→ **YOUR TASK**:
Please copy, word for word, the stretch of the material below from the line containing "Mark the paved" through the line containing "Query: paved walkway".

━━ INFORMATION PROVIDED ━━

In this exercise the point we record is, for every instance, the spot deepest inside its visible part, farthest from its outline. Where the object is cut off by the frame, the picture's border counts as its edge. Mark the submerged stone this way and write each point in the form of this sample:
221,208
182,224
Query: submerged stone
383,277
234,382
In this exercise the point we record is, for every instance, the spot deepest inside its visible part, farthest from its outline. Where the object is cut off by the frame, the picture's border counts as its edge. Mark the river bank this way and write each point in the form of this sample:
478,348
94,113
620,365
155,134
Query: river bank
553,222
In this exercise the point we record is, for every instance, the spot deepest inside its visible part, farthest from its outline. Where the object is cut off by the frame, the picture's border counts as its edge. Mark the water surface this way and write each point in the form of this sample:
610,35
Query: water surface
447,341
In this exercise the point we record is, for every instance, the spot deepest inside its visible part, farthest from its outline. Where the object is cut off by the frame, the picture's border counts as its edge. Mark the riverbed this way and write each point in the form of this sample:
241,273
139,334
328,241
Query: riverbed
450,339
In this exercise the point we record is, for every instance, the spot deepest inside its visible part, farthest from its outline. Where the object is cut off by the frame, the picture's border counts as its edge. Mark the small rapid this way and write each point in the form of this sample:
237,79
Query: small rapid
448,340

━━━
━━ INFORMATION PROVIDED ━━

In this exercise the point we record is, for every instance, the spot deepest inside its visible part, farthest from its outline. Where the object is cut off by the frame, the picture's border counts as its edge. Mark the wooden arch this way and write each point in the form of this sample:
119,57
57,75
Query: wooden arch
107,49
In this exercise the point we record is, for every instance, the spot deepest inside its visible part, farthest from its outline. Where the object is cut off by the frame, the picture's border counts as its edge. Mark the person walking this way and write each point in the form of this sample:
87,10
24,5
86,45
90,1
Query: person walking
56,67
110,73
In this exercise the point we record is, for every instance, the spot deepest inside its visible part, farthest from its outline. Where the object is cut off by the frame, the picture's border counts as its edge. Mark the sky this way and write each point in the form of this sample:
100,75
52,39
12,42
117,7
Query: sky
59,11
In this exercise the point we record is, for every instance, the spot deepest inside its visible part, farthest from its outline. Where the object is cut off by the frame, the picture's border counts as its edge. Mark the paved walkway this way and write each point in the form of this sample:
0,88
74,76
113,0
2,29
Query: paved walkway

━━━
━━ INFORMATION PROVIDED ━━

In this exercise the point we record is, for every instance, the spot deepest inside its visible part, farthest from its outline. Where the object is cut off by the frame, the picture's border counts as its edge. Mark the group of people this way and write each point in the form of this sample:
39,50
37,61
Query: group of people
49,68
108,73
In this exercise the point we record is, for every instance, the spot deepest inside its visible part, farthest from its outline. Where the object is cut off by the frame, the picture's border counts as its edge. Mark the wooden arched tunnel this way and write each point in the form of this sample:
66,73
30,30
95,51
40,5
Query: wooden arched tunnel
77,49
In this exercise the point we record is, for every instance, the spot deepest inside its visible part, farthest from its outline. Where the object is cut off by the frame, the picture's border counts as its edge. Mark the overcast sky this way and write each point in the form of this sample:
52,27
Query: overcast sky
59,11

━━━

→ **RIGHT ANSWER**:
In this exercise the point we record is, for every instance, the spot deepest inside its visible part, farthest from its outline. Where the object is cut off by the frame, the picture's border counts as its edge. Mark the paved walkway this way and write each point in the form of this sample:
0,88
74,76
113,0
2,29
Query: paved walkway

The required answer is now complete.